> _EXTRACT TO READ_
_ _ _ _ _
With increasing human pressures on coastal ecosystems, there is a need to develop better approaches to assess and monitor anthropogenic influences in these systems. The aims of this thesis were to a) develop indicators that describe and predict nutrient input effects, b) synthesise and interpret these indicators in assessment programs, and c) provide cost-effective methods for use in regular monitoring programs. Three study regions in tropical/sub-tropical coastal environments (Queensland, Australia) were chosen to represent a variety of nutrient inputs: aquaculture (land-based shrimp farming), sewage effluent (urban centre) and agriculture (sugar cane farming). Field sampling programs were conducted to assess the spatial and temporal variabilities associated with these nutrient inputs (i.e. discharge periodicity, run-off events and seasonality).
In addition to standard water quality parameters, a variety of novel biological indicators were developed and implemented to characterise zones of biotic responses to the various nutrient inputs. Passive biological indicators employed in this study included nitrogen stable isotope ratios (δ15N) of natural marine flora communities (macroalgae, seagrasses and mangroves), which were used to infer nitrogen source and fate. In regions devoid of macrophytes, an active biological indicator was employed using nutrient deplete macroalgae incubated in the water column, enabling intensive spatial resolution. A phytoplankton response index was developed in order to ascertain a measure of the susceptibility of a system to nutrient additions. This technique was based on responses of 7-d phytoplankton bioassays to increased light and nutrient availability.
δ15N signatures of marine flora proved successful in distinguishing nitrogen sources in each study region, often revealing trends not discernible using physical/chemical parameters. δ15N signatures were characteristic of the nitrogen source - sewage effluent (-10 %o); shrimp effluent (~6 %o); and cane farming (2-4 %c). Incubated macroalgae rapidly changed their δ15N signature within 4-d when exposed to N enriched nitrogen sources (e.g. sewage). Analysis of a variety of marine flora provided a more comprehensive understanding of nitrogen sources and fates. Mangroves integrated longer temporal variations and were indicative of sediment processes, whereas incubated macroalgae reflected short term conditions in the water column. Phytoplankton bioassays highlighted regions susceptible to nutrient enrichment, not predictable from water quality parameters alone.
The nature of the different anthropogenic nutrient inputs strongly influenced water quality and biotic responses in receiving waters. Variable release rates of shrimp pond effluent and runoff variability from agriculture were detected with the methods described. The continuous input of sewage effluent resulted in large detectable plumes, which were influenced by environmental factors such as temperature and water currents.
Statistical and spatial analyses were used to enhance data interpretation and presentation, which facilitated communication with resource managers and the wider community. Communication of these results led to successful integration and application into environmental management and monitoring programs.
_ _ _ _ _
> _RECORDS PROVIDED_
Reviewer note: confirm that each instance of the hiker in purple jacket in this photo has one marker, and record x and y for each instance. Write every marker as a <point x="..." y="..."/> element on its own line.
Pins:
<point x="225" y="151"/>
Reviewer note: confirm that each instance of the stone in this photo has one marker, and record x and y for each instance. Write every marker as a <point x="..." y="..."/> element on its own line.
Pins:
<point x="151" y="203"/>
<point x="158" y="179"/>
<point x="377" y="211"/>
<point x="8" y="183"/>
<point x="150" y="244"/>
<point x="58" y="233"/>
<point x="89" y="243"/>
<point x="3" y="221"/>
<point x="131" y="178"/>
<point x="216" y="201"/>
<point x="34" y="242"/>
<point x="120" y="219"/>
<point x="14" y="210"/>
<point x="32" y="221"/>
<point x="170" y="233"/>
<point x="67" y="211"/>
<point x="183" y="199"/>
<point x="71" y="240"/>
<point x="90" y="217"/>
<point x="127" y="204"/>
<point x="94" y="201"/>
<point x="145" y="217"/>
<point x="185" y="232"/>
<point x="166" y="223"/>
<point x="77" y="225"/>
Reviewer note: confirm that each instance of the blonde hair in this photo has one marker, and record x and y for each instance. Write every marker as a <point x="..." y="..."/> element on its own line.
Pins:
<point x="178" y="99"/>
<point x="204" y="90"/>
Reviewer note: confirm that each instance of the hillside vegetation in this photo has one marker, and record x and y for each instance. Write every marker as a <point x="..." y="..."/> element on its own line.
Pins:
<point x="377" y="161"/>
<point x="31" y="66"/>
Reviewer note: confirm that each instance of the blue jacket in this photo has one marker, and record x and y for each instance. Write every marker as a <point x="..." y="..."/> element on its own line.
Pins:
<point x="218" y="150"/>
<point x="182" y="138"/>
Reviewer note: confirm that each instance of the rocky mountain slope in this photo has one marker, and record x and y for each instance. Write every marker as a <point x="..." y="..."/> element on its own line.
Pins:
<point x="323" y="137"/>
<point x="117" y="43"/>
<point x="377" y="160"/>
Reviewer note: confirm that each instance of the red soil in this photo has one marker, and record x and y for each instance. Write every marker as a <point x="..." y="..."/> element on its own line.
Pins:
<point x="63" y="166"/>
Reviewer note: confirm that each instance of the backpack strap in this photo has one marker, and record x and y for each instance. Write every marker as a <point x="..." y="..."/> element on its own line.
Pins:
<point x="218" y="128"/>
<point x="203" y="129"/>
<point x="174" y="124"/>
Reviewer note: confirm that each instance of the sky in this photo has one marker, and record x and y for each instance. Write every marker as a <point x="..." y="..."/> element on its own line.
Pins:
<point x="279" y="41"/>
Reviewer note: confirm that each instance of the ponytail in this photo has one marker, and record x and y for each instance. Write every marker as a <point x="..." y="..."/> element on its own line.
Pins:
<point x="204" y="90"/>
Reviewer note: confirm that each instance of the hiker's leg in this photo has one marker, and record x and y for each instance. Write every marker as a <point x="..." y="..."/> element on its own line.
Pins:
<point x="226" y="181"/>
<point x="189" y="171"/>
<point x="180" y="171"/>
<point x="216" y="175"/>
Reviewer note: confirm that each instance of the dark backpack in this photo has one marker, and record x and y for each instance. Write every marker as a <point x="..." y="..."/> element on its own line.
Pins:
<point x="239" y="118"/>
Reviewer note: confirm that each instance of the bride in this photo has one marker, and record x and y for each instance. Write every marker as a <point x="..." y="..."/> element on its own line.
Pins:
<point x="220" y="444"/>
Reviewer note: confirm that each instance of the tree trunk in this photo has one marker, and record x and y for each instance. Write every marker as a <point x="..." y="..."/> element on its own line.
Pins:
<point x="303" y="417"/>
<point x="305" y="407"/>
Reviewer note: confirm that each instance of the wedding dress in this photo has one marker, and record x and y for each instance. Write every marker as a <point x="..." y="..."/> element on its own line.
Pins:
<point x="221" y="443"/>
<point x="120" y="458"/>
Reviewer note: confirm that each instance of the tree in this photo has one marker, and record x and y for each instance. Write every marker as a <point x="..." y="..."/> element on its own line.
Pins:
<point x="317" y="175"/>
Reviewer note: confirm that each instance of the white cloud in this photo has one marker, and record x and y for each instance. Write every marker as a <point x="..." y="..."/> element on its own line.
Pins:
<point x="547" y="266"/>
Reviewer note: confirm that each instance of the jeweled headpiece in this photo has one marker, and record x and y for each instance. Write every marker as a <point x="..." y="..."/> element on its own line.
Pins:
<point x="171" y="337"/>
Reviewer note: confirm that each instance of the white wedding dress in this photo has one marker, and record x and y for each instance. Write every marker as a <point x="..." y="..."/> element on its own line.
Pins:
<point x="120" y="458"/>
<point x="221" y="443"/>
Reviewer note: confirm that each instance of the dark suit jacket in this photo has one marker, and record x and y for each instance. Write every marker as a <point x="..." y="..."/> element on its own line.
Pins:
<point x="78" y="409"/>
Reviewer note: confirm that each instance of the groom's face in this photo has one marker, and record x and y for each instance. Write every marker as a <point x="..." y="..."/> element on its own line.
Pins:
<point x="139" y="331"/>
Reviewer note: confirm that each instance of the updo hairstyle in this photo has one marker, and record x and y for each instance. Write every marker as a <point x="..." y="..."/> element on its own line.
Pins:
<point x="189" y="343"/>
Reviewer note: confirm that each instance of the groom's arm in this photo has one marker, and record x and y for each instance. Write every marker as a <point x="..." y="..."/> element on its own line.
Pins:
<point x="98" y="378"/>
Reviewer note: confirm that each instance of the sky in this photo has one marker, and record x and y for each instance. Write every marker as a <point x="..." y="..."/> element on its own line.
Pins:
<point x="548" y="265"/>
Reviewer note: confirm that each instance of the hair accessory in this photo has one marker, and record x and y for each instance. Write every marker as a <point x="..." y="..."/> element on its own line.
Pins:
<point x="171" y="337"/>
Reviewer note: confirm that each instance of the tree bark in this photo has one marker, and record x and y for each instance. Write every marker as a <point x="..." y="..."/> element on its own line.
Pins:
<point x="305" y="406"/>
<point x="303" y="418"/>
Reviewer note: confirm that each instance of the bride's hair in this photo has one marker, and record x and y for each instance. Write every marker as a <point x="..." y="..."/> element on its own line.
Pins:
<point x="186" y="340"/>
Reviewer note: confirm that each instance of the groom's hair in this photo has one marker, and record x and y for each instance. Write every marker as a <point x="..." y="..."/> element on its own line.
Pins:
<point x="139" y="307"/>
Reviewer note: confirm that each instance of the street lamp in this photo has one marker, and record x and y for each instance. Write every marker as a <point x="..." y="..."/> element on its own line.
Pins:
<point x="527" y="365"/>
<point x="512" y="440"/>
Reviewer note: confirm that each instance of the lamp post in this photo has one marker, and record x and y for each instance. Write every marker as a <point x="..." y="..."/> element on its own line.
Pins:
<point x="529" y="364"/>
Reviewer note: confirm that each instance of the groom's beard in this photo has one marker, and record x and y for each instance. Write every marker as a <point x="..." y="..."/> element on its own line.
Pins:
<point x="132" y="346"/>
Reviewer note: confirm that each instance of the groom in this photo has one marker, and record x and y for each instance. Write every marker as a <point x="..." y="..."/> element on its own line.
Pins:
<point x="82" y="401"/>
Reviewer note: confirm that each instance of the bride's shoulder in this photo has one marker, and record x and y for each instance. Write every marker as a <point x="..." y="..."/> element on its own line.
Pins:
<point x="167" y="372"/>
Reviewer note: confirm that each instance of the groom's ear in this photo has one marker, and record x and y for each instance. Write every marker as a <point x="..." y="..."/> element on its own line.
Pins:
_ _ _ _ _
Copy the passage of the coastal nutrient abstract starting with "The nature of" and going on through "and monitoring programs.". The listing comes from a separate source unrelated to the abstract.

> _WRITTEN SOLUTION_
The nature of the different anthropogenic nutrient inputs strongly influenced water quality and biotic responses in receiving waters. Variable release rates of shrimp pond effluent and runoff variability from agriculture were detected with the methods described. The continuous input of sewage effluent resulted in large detectable plumes, which were influenced by environmental factors such as temperature and water currents.
Statistical and spatial analyses were used to enhance data interpretation and presentation, which facilitated communication with resource managers and the wider community. Communication of these results led to successful integration and application into environmental management and monitoring programs.